Pictures do not belong in your copy. Repeat all the other data exactly.

(Saved data entries)
+--

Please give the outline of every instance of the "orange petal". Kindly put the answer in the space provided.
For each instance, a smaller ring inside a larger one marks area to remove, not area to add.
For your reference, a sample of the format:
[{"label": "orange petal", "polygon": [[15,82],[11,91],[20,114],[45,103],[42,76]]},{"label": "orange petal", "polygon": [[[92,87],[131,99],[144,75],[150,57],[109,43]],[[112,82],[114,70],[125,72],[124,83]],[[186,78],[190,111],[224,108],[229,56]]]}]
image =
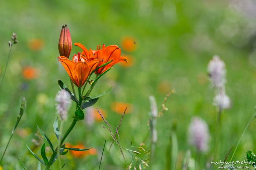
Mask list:
[{"label": "orange petal", "polygon": [[105,62],[108,62],[111,60],[113,61],[118,60],[121,56],[121,49],[117,45],[109,45],[106,47],[104,51]]},{"label": "orange petal", "polygon": [[78,86],[81,87],[84,85],[89,75],[89,67],[86,62],[79,61],[75,67],[75,71],[77,77]]},{"label": "orange petal", "polygon": [[[78,46],[79,47],[81,48],[81,49],[83,50],[83,51],[84,52],[84,55],[87,58],[90,57],[89,55],[89,51],[88,51],[88,50],[87,49],[87,48],[86,48],[85,47],[84,47],[84,46],[83,45],[79,42],[76,42],[74,44],[74,45],[75,45]],[[84,55],[83,54],[84,54],[82,53],[82,55]]]},{"label": "orange petal", "polygon": [[[63,57],[63,56],[60,56],[59,57]],[[78,86],[77,83],[77,78],[76,77],[76,74],[75,72],[75,67],[76,66],[76,63],[71,60],[70,60],[67,58],[65,57],[59,58],[59,61],[61,62],[61,64],[64,68],[66,70],[66,71],[67,73],[68,74],[74,82],[75,84]]]},{"label": "orange petal", "polygon": [[88,65],[89,65],[90,73],[91,73],[91,71],[94,70],[97,66],[99,66],[100,65],[96,64],[99,63],[99,62],[103,62],[103,60],[102,59],[96,59],[88,62]]}]

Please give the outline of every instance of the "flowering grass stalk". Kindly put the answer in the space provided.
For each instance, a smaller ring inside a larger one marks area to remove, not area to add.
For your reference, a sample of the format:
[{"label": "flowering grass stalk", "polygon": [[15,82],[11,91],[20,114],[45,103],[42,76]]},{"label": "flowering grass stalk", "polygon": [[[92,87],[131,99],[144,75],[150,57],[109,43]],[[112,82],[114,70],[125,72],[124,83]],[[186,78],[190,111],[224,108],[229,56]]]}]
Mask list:
[{"label": "flowering grass stalk", "polygon": [[2,78],[2,80],[1,80],[1,83],[0,83],[0,90],[1,90],[1,88],[2,88],[3,82],[3,79],[4,79],[4,77],[6,72],[7,66],[8,65],[8,63],[9,63],[9,60],[10,59],[10,57],[11,56],[11,51],[12,51],[12,45],[13,44],[18,43],[18,41],[17,40],[17,35],[16,34],[16,33],[13,33],[12,34],[12,36],[11,38],[12,42],[9,41],[9,47],[10,47],[10,50],[9,51],[9,54],[8,54],[7,60],[6,61],[6,64],[5,68],[4,69],[4,71],[3,72],[3,77]]}]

+--

COMPLETED EXERCISE:
Please give the outline of every instance of the "orange petal". Kindly put the answer in the space provided.
For each instance, a smaller ring inside a larger one marks area to remove, not area to add.
For your reference, a sample of the format:
[{"label": "orange petal", "polygon": [[15,82],[11,91],[20,114],[45,103],[42,76]]},{"label": "orange petal", "polygon": [[[92,87],[131,99],[144,75],[150,57],[109,43]],[[112,82],[114,70],[125,72],[124,83]],[[186,78],[190,111],[224,108],[229,56]]]}]
image =
Mask list:
[{"label": "orange petal", "polygon": [[105,62],[108,62],[111,60],[113,61],[118,60],[121,56],[121,49],[117,45],[109,45],[106,47],[104,51]]},{"label": "orange petal", "polygon": [[78,86],[81,87],[84,85],[89,75],[89,67],[86,62],[79,61],[75,67],[75,71],[77,77]]},{"label": "orange petal", "polygon": [[[78,46],[79,47],[81,48],[81,49],[83,50],[83,51],[84,52],[84,55],[87,58],[90,57],[89,55],[89,51],[88,51],[88,50],[87,49],[87,48],[86,48],[85,47],[84,47],[84,46],[83,45],[79,42],[76,42],[74,44],[74,45],[75,45]],[[84,55],[83,54],[84,54],[82,53],[82,55]]]},{"label": "orange petal", "polygon": [[[63,57],[63,56],[60,56],[59,57]],[[78,86],[77,83],[77,78],[76,77],[76,74],[75,72],[75,67],[76,66],[76,63],[71,60],[70,60],[67,58],[65,57],[59,58],[59,61],[61,62],[61,64],[64,68],[66,70],[66,71],[67,73],[68,74],[74,82],[75,84]]]},{"label": "orange petal", "polygon": [[88,65],[89,65],[90,73],[91,73],[91,71],[94,70],[97,66],[99,66],[100,65],[96,64],[99,63],[99,62],[103,62],[103,60],[102,59],[96,59],[88,62]]}]

Please give the outline of every instance of the "flowering grass stalk". Kindly put the answer in the space provided.
For each instance, a smaller ring inside a larger one marks area to remove, not area to add.
For your reference, a sample of the format:
[{"label": "flowering grass stalk", "polygon": [[15,82],[11,91],[20,114],[45,103],[42,76]]},{"label": "flowering grass stalk", "polygon": [[[92,87],[131,99],[144,75],[150,57],[109,43]],[[112,82],[114,70],[125,72],[124,83]],[[186,78],[190,111],[224,108],[229,56]]]}]
Mask list:
[{"label": "flowering grass stalk", "polygon": [[2,78],[2,80],[1,80],[1,83],[0,83],[0,90],[1,90],[1,88],[2,88],[3,82],[3,79],[4,79],[4,77],[6,72],[7,66],[8,65],[8,63],[9,63],[9,60],[10,59],[10,57],[11,56],[11,51],[12,51],[12,45],[13,44],[18,43],[18,41],[17,40],[17,35],[16,34],[16,33],[13,33],[12,34],[12,36],[11,38],[12,42],[9,41],[9,47],[10,47],[10,50],[9,51],[9,54],[8,54],[7,60],[6,61],[6,64],[5,68],[4,69],[4,71],[3,72],[3,77]]}]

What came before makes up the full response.